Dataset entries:
━━━━━━━━━━
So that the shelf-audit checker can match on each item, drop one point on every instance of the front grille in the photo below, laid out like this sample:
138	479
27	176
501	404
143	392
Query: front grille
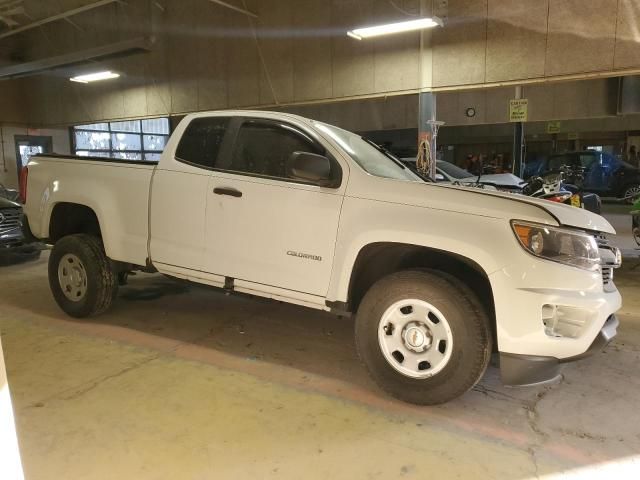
605	250
10	219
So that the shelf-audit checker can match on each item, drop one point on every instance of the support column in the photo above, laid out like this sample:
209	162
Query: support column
518	142
10	463
427	130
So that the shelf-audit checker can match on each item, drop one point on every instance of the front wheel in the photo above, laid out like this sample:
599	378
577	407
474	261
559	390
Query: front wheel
81	277
423	339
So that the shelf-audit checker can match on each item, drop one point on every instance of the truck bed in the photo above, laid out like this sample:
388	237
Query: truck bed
116	190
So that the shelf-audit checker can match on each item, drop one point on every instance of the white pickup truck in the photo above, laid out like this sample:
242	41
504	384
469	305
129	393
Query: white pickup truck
280	206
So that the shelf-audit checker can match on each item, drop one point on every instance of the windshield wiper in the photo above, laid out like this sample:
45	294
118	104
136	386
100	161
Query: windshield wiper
395	160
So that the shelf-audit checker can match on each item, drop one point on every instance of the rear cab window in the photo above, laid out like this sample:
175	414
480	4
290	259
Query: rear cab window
263	147
202	140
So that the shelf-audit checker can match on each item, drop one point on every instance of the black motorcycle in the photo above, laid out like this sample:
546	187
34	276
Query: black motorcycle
564	186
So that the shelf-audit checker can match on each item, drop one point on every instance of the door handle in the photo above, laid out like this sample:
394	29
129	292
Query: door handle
232	192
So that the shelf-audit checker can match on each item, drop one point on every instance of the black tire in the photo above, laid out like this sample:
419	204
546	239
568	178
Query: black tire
470	329
102	282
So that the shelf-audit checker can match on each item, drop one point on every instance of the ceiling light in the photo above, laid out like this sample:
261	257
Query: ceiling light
94	77
389	28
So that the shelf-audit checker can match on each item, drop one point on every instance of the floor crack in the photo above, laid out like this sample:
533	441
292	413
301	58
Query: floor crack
100	380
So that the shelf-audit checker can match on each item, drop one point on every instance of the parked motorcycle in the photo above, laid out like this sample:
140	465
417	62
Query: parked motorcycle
564	186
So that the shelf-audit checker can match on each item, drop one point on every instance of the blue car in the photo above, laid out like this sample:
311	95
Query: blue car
605	174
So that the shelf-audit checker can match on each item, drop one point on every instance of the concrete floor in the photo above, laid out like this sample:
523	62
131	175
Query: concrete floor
184	382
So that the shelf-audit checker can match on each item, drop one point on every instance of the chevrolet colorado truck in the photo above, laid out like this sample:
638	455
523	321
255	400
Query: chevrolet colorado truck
279	206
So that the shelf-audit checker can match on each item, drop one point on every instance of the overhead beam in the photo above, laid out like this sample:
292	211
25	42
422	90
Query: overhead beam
60	16
113	50
233	7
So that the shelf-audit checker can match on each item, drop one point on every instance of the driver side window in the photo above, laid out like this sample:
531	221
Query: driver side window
263	148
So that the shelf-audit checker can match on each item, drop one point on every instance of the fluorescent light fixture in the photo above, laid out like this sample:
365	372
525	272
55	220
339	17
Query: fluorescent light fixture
95	77
390	28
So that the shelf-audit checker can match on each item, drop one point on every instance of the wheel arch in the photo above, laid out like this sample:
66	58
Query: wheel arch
379	259
67	218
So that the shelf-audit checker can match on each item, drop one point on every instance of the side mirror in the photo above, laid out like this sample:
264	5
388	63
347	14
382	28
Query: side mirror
310	167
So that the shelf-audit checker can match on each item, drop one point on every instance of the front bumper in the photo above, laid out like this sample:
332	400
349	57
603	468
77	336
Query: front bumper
522	370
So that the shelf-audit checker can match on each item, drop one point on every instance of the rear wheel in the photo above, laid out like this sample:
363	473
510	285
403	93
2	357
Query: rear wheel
81	277
423	339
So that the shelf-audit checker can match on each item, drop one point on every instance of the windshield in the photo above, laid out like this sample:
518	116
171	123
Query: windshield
367	155
453	170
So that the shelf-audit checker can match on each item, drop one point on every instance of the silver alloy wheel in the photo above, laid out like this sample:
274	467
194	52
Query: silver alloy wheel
415	338
72	277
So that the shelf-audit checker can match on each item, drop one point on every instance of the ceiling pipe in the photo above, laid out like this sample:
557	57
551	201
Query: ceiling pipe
78	58
60	16
233	7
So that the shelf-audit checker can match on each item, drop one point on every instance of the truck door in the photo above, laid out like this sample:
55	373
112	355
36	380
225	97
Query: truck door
179	194
263	226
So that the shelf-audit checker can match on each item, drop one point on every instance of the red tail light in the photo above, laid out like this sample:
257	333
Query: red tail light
24	173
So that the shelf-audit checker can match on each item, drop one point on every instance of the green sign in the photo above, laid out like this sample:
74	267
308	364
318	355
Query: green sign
518	110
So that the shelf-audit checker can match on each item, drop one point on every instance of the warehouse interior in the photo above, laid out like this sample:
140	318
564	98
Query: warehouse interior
179	380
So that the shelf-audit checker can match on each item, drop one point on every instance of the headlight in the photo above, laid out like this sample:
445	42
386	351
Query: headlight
558	244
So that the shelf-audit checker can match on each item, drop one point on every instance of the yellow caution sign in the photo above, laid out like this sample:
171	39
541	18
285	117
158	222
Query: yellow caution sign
518	109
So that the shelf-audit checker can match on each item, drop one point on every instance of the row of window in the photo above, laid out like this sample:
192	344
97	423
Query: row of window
262	147
128	140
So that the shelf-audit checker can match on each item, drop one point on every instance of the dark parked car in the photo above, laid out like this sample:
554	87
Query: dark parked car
13	247
604	174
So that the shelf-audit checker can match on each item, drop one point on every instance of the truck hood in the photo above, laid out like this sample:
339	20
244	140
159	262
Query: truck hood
475	201
564	214
498	179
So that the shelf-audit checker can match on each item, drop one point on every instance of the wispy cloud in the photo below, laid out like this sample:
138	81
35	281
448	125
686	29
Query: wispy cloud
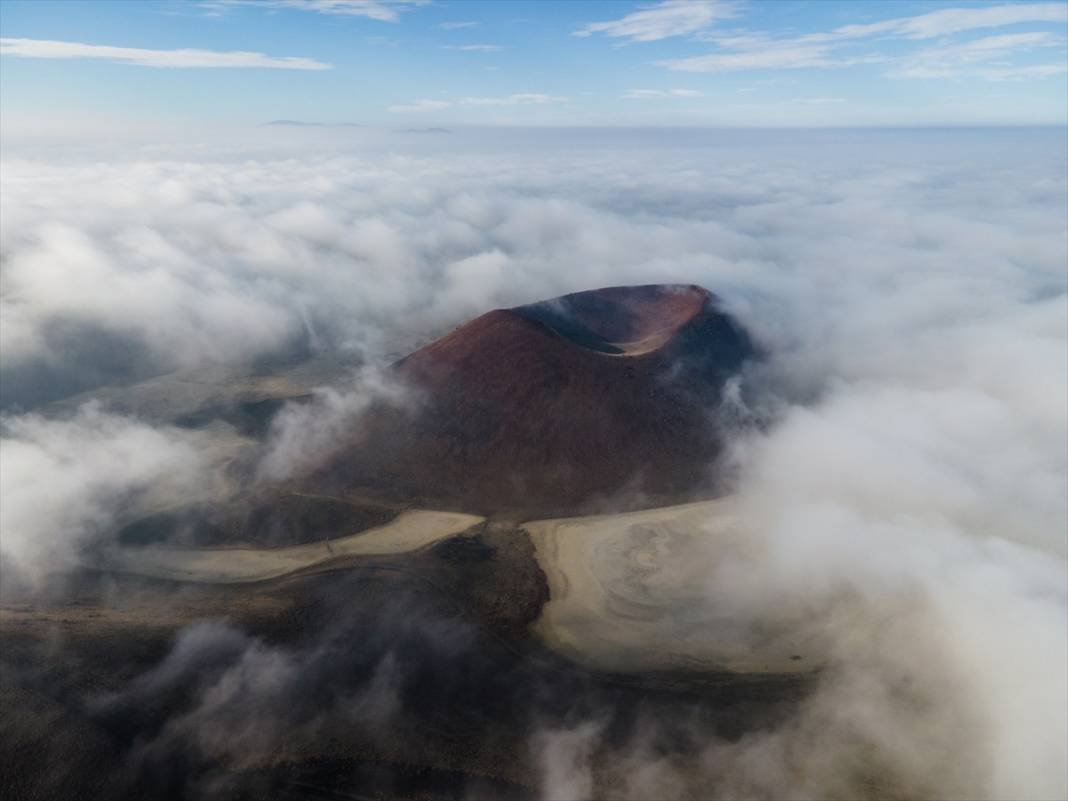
669	18
653	94
760	55
383	11
417	107
522	98
818	100
946	21
838	48
475	48
35	48
982	58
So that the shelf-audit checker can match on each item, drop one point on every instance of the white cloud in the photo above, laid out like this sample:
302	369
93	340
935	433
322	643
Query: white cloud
419	107
652	94
771	56
946	21
907	501
522	98
32	48
383	11
968	59
475	48
65	482
662	20
838	48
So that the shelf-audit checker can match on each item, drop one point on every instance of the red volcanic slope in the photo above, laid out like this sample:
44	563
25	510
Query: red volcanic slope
555	406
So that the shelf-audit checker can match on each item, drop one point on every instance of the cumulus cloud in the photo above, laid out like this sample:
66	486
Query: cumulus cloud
186	58
65	483
664	19
906	500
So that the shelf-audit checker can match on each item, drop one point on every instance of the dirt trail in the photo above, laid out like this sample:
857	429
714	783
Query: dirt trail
632	593
408	532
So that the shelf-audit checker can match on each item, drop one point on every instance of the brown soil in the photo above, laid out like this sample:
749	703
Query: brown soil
598	397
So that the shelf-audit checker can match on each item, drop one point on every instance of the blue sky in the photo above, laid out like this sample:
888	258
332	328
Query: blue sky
448	62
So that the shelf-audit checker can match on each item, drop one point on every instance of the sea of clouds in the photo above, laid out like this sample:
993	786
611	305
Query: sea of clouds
909	502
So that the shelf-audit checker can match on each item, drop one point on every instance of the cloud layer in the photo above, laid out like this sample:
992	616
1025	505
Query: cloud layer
184	59
907	498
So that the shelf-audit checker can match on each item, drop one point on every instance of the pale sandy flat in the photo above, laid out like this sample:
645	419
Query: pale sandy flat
410	531
632	592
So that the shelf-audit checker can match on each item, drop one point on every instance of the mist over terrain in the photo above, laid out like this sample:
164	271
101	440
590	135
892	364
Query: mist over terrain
900	454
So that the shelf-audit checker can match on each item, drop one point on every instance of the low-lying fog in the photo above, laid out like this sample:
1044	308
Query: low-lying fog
908	501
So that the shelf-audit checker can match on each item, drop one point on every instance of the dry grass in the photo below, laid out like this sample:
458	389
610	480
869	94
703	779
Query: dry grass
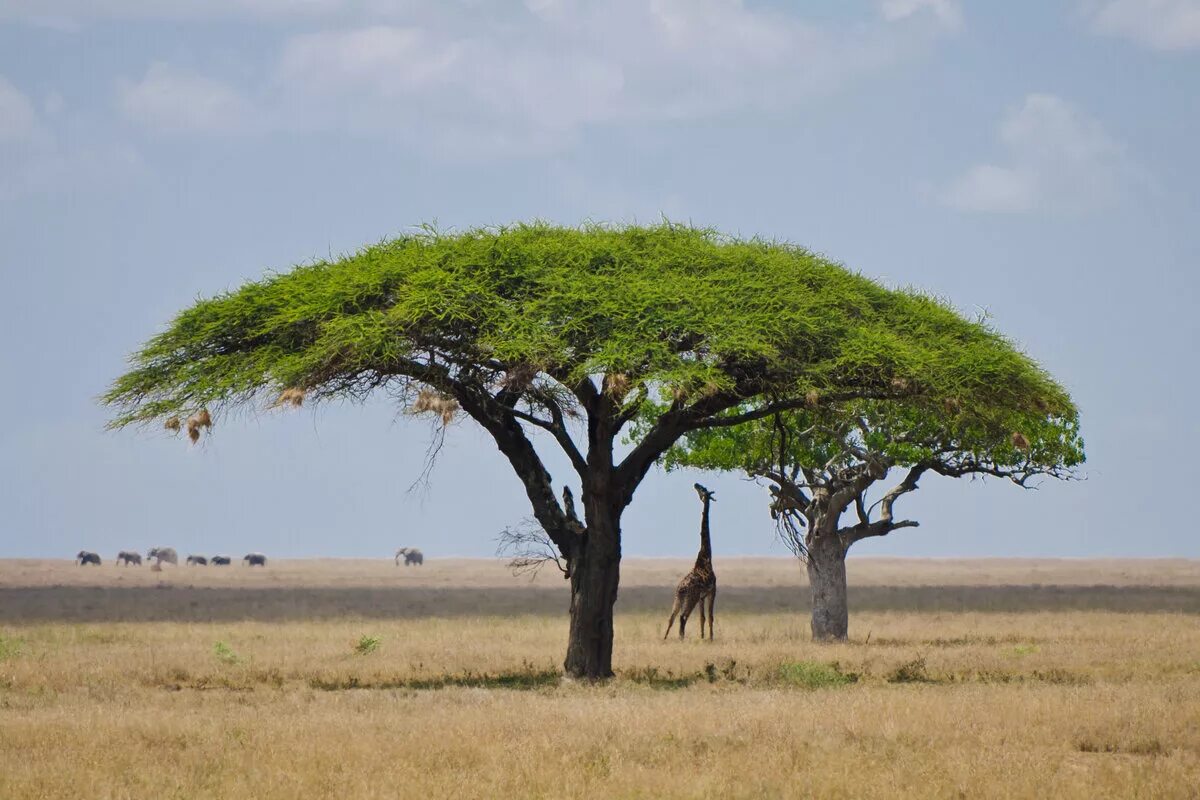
348	679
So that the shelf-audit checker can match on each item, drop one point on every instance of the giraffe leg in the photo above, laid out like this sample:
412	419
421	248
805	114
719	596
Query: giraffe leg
675	612
689	603
712	614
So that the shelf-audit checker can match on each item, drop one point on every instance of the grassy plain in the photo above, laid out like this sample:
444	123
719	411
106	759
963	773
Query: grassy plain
359	679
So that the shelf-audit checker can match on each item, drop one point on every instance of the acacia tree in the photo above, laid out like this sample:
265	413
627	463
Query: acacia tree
569	334
820	463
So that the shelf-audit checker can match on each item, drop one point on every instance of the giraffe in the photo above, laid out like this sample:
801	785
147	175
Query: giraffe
700	584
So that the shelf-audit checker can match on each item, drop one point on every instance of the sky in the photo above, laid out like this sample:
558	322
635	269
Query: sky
1033	161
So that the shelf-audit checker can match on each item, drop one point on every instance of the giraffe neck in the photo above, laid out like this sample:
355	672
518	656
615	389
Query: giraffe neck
705	558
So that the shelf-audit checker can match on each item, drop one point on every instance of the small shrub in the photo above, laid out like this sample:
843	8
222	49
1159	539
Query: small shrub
225	653
367	644
814	674
1133	747
911	672
10	647
653	678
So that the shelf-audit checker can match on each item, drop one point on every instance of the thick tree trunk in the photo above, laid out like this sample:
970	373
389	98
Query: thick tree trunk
827	578
595	573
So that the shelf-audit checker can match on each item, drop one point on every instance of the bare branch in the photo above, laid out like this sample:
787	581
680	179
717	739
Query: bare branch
529	548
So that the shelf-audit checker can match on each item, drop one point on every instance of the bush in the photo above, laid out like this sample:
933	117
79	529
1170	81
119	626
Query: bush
10	647
225	653
911	672
367	644
813	674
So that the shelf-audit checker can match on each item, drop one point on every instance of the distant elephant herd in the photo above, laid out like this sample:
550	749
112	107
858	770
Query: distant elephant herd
412	557
161	555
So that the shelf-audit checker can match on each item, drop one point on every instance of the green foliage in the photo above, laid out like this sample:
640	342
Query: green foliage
367	644
10	647
225	654
813	674
911	672
681	312
903	433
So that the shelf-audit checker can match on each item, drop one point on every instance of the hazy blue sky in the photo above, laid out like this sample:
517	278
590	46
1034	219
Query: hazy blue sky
1037	160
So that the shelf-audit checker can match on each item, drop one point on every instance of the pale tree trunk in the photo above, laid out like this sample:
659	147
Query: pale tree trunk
827	579
595	575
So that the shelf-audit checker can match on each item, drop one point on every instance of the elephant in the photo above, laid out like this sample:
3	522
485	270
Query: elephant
163	554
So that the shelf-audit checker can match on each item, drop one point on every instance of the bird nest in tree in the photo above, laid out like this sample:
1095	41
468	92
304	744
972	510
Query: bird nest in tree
293	397
202	419
429	401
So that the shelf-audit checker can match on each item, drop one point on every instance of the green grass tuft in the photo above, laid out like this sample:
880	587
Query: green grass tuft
814	674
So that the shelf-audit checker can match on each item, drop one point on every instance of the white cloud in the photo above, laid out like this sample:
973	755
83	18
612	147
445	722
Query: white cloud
18	120
71	13
947	12
169	100
1158	24
1057	160
532	77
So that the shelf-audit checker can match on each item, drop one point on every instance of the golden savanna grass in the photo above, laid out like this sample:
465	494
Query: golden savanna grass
360	679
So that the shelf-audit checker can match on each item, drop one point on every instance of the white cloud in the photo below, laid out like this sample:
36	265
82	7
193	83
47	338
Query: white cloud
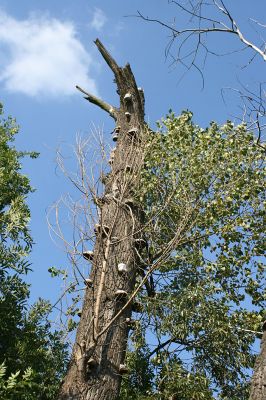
98	19
42	57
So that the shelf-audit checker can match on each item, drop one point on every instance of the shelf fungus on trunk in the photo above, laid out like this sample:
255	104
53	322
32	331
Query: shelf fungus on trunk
122	268
88	255
128	97
88	282
131	323
128	115
101	230
123	369
121	294
97	373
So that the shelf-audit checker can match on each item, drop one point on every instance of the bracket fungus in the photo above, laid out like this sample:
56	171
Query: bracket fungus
121	294
88	282
128	97
128	115
122	267
123	369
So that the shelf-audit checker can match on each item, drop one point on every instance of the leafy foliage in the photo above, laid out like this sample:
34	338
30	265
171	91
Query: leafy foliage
━━━━━━━━━━
Filter the entries down to the lines holding the string "leafy". Copy each of those lines.

So that the shelf-audit checker can match on each item, drop one point on every instance of the leafy foliage in the photo above, laid out like this sample:
Query: leafy foliage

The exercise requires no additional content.